PROMPT:
Gather every line in the records below that contains the string "wooden", copying each one in full.

DATASET EXTRACT:
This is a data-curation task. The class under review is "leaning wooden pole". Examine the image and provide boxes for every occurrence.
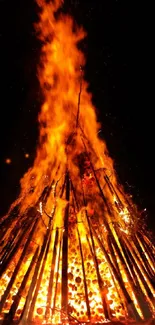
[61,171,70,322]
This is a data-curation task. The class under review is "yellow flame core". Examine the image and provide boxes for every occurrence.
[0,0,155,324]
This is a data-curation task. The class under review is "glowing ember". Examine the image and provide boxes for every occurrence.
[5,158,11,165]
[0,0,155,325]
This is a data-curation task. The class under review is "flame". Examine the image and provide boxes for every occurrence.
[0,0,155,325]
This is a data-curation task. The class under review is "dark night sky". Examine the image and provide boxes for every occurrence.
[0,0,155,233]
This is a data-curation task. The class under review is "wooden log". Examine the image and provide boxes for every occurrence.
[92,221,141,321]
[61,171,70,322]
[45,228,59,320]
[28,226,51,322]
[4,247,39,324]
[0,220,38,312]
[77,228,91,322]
---
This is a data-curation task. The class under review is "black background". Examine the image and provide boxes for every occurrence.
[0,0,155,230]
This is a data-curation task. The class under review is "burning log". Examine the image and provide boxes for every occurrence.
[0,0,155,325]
* * *
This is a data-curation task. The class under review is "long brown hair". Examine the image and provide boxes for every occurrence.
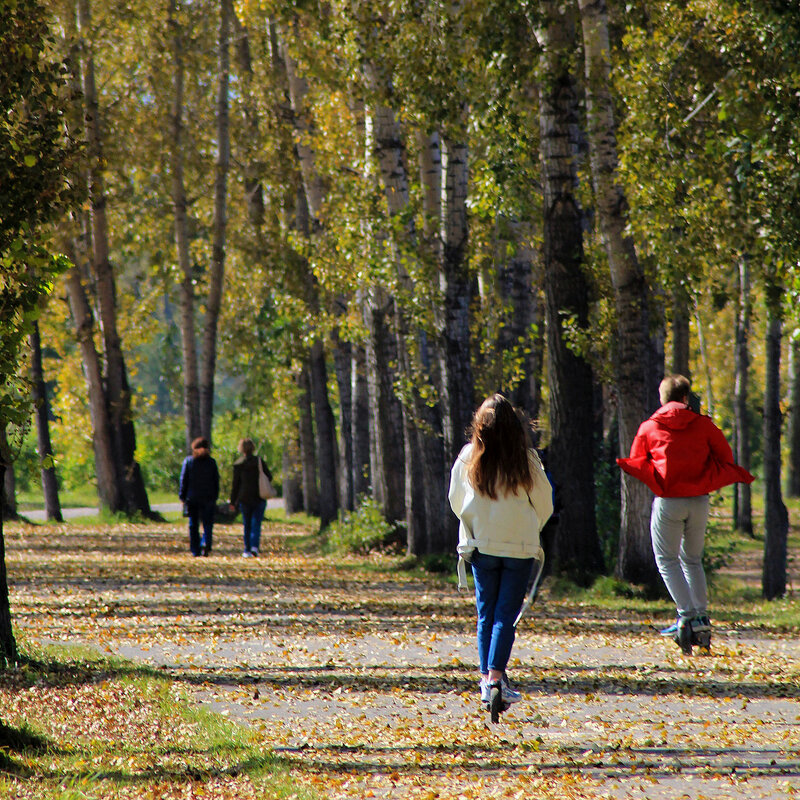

ANSWER FOR THE TASK:
This is a data-curation task. The class under review is "leaning wooden pole". Examine the image and provide boxes for every occurrence.
This is a data-curation task. The class under review is "wooden log". Examine the image and provide boxes for every occurrence.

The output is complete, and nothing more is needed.